** Opening Provided entries block **

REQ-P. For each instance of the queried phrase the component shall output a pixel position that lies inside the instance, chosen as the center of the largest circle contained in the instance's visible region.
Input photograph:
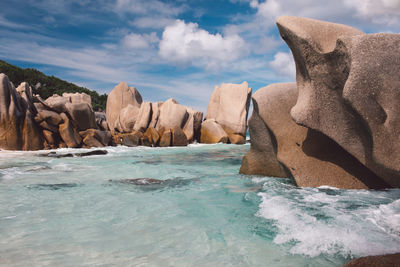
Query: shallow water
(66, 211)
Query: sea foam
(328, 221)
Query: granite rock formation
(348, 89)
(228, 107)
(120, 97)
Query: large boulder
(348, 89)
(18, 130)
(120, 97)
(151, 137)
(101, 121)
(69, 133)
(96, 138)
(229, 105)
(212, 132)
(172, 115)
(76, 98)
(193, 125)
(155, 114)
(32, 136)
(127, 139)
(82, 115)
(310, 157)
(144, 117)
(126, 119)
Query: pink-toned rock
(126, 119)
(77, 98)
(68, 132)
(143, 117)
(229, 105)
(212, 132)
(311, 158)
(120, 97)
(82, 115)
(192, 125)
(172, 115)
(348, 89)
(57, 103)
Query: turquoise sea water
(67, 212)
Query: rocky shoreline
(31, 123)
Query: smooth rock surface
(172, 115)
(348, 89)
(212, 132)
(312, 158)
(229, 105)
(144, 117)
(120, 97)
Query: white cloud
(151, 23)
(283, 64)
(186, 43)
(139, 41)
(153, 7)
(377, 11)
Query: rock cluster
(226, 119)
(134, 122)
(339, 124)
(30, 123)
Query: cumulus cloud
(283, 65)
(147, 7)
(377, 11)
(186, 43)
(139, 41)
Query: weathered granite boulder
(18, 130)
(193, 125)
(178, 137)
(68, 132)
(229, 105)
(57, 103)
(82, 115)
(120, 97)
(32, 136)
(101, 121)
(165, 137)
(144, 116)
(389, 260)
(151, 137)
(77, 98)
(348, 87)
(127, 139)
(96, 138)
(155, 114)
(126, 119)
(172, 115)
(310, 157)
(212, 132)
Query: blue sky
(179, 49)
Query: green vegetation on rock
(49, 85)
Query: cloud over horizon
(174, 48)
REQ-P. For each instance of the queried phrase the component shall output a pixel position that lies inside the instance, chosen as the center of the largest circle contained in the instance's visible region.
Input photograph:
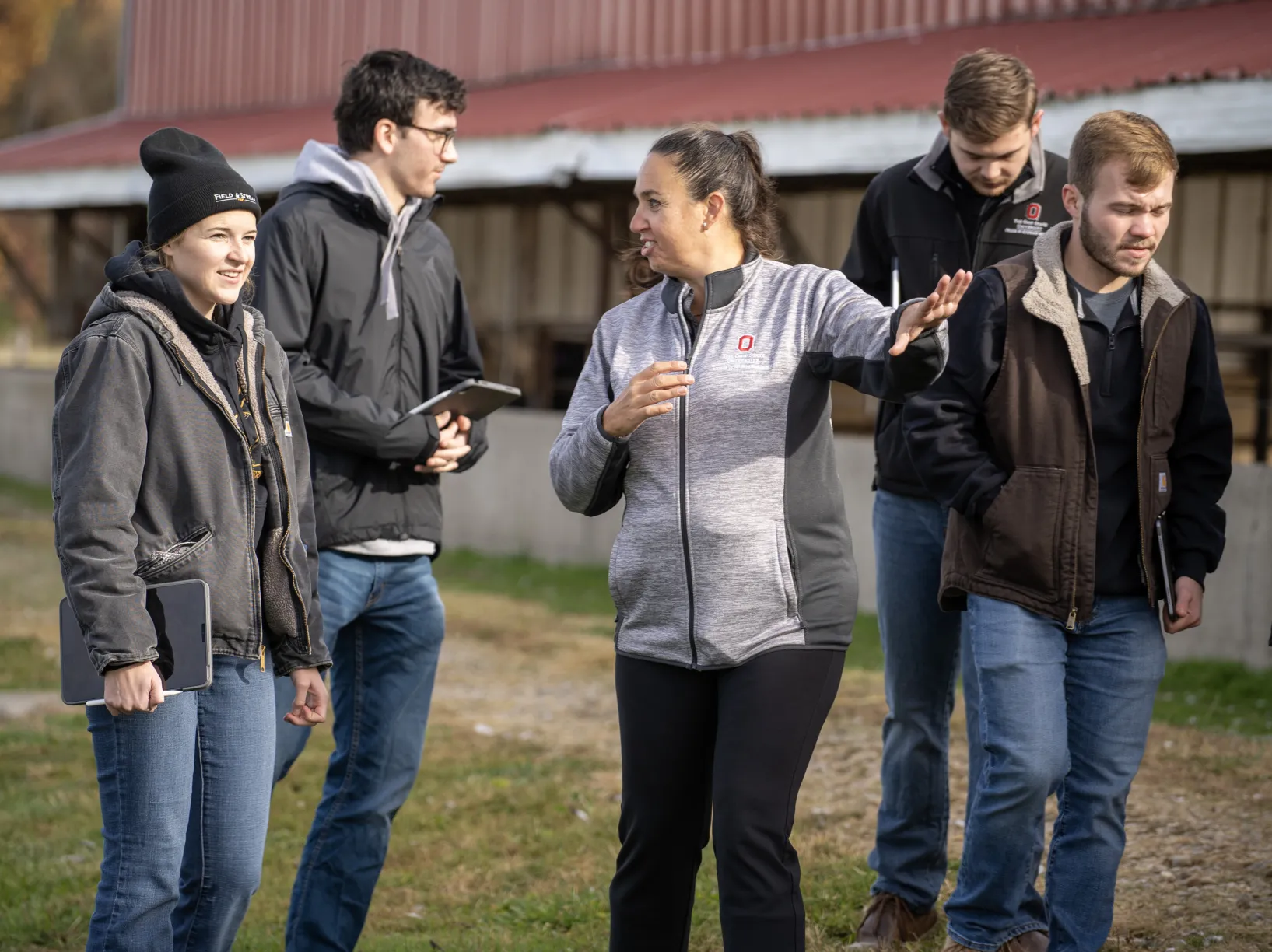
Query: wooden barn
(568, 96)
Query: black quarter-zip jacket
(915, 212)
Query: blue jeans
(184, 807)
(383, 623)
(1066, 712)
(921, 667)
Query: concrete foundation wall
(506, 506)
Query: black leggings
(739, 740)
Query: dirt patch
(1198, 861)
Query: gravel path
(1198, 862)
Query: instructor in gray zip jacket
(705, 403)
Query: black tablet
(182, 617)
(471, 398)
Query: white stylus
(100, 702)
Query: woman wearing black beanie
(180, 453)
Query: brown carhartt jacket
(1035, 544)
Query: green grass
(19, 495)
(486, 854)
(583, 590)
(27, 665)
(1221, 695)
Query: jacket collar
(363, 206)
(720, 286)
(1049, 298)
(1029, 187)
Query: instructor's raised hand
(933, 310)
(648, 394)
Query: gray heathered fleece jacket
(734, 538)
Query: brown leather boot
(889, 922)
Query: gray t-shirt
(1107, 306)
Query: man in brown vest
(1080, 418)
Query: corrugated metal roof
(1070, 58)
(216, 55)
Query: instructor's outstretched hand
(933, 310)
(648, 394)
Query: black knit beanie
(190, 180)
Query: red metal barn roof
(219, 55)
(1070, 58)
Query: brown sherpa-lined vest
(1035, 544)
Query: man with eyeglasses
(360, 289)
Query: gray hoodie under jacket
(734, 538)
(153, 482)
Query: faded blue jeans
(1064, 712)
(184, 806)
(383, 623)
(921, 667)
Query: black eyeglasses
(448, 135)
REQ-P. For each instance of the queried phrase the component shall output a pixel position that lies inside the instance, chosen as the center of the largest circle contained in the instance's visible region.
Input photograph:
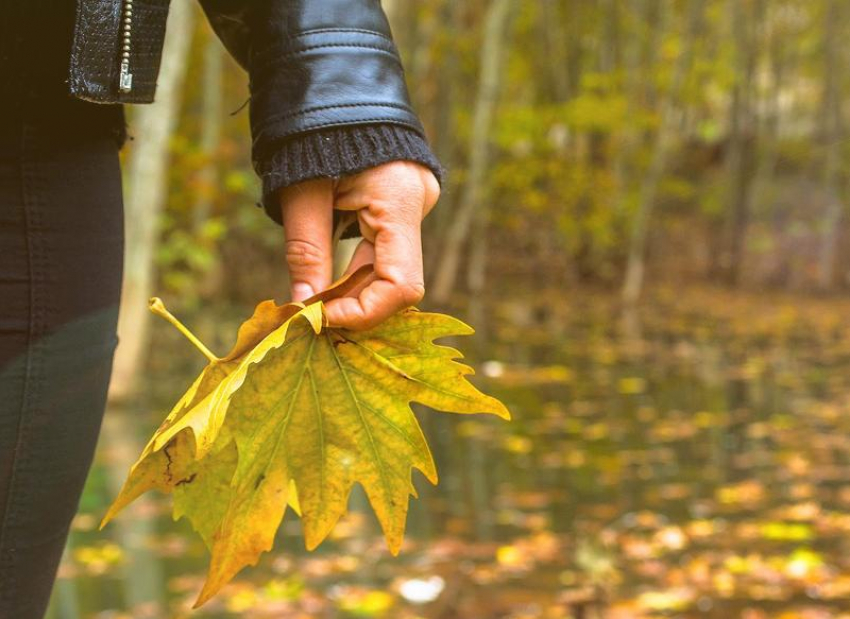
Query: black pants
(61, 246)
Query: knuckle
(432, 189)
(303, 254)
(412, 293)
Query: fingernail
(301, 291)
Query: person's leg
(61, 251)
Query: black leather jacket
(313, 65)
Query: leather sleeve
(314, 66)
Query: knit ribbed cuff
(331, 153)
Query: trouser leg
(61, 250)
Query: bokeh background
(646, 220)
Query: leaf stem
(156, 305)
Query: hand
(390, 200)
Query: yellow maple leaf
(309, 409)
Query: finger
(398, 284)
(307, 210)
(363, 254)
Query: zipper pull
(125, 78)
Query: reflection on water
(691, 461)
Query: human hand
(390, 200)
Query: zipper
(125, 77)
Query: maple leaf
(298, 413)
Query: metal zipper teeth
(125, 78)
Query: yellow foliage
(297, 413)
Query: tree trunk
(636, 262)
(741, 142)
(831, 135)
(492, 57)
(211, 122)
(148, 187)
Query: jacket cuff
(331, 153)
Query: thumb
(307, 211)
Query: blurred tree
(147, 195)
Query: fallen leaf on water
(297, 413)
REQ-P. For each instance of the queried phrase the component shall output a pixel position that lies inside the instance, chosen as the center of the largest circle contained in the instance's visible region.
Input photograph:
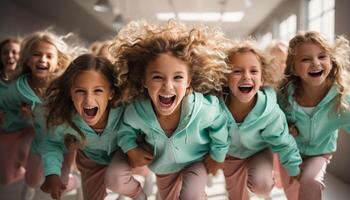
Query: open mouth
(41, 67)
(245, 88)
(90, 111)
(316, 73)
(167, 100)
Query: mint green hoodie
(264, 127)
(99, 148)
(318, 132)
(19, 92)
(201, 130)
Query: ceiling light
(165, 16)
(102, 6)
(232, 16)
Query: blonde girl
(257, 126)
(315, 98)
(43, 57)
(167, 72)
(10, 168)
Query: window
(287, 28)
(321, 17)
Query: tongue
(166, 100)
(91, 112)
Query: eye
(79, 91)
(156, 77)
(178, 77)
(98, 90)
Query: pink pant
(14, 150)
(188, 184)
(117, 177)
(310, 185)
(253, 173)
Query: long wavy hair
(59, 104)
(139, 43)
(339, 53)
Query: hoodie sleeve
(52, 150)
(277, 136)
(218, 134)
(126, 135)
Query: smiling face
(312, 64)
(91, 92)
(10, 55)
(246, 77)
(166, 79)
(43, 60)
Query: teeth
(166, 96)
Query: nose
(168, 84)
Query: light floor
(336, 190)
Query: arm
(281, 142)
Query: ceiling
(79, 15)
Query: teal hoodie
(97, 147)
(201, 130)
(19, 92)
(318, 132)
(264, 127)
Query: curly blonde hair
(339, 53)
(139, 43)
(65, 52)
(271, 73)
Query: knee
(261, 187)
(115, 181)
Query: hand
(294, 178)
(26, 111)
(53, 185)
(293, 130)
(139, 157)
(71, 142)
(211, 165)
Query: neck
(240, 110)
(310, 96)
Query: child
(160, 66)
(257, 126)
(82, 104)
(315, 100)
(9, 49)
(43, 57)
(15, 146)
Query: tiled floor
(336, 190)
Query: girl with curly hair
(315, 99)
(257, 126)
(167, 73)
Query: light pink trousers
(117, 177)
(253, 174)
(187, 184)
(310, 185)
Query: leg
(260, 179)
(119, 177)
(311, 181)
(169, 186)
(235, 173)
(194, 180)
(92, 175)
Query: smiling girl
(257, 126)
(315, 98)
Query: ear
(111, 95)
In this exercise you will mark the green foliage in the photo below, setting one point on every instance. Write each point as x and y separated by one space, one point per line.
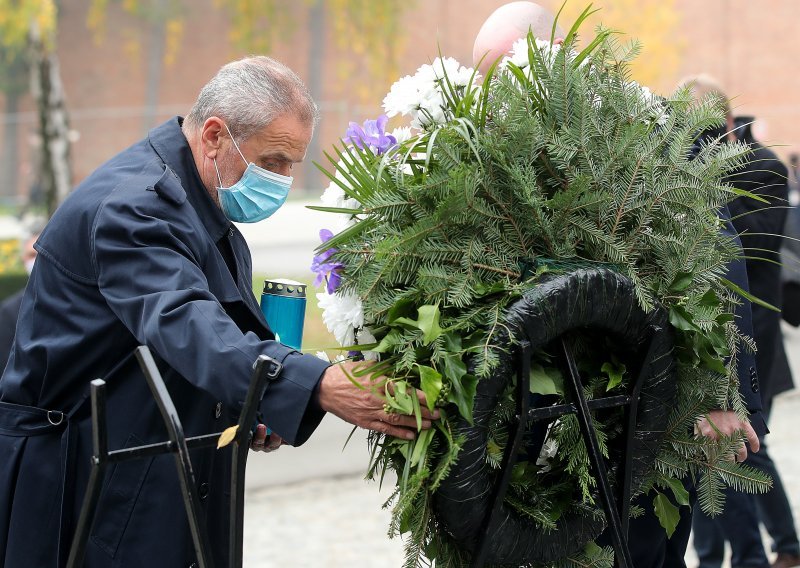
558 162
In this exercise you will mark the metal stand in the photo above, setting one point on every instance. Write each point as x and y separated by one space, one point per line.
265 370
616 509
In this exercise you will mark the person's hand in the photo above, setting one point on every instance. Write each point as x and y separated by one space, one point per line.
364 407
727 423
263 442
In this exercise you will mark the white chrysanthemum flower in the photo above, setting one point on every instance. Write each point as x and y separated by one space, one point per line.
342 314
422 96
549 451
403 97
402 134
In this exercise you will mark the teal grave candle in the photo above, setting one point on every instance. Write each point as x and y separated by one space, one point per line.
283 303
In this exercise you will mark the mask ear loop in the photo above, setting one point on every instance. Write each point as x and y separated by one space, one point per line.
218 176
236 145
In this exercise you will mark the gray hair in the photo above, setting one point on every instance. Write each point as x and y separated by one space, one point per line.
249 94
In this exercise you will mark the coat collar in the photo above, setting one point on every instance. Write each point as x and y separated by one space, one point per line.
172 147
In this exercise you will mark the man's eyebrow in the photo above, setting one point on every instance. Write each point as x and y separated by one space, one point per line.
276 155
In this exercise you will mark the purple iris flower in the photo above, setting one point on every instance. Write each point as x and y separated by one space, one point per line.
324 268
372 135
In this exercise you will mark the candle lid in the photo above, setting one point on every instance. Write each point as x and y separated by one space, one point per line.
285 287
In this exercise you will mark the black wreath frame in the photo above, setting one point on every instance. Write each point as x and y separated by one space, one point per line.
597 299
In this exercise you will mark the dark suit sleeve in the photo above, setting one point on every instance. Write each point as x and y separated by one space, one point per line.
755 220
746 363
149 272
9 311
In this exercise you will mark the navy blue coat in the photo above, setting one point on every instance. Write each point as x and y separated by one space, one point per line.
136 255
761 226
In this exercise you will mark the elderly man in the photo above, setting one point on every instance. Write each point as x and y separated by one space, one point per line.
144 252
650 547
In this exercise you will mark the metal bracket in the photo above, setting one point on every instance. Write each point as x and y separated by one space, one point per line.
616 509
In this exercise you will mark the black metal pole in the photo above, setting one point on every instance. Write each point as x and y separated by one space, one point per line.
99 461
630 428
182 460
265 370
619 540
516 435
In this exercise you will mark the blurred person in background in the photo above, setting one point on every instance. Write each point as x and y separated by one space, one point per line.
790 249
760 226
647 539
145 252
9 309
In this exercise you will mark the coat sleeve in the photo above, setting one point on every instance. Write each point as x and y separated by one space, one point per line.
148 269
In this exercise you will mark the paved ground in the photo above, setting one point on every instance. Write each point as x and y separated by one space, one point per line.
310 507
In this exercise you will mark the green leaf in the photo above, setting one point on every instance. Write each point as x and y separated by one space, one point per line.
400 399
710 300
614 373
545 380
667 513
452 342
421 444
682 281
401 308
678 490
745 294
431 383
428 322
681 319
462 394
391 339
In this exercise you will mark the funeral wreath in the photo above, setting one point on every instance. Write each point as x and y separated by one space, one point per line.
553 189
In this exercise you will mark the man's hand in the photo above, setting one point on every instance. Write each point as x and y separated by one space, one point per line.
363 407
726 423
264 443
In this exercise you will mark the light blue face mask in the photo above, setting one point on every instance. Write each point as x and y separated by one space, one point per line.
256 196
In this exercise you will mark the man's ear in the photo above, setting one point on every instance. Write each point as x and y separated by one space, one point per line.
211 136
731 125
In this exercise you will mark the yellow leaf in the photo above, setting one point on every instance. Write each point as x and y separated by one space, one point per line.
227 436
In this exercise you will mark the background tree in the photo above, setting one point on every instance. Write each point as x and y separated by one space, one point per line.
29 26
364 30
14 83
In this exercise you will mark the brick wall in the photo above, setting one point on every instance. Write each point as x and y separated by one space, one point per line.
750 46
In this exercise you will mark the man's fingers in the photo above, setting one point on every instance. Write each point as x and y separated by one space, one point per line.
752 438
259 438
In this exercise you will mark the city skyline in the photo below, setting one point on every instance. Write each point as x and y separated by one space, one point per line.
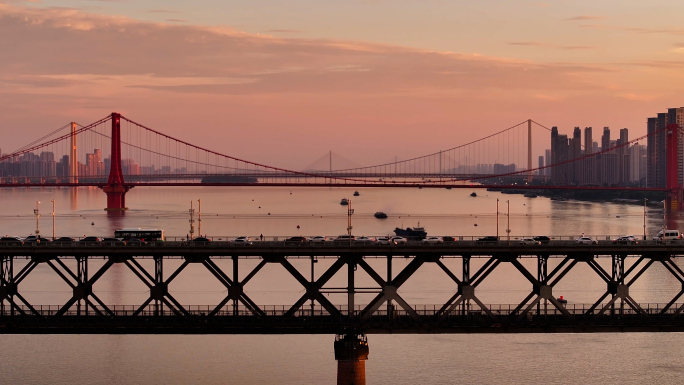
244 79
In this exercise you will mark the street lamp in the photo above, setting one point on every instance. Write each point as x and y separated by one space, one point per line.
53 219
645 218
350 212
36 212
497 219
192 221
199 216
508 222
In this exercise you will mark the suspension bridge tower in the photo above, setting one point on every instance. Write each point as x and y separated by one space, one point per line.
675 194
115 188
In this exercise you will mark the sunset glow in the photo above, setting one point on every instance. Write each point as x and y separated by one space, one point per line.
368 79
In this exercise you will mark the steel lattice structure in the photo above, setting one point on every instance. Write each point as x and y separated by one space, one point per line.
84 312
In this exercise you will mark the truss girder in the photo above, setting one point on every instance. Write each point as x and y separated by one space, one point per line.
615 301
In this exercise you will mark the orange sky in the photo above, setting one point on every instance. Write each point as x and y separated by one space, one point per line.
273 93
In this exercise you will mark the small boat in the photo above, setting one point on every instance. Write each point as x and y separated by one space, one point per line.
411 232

** Closing Provided entries block **

■ **Work to be completed**:
Your answer must consist only of the lines from the one with "In this exercise you will mark the small" through the final line of the entries, each retyped exactly.

■ **Solution below**:
In this exercise you will mark the small boat in the photo above, setting one point on every instance. Write each point as x and y separated by one space, one point per line.
411 232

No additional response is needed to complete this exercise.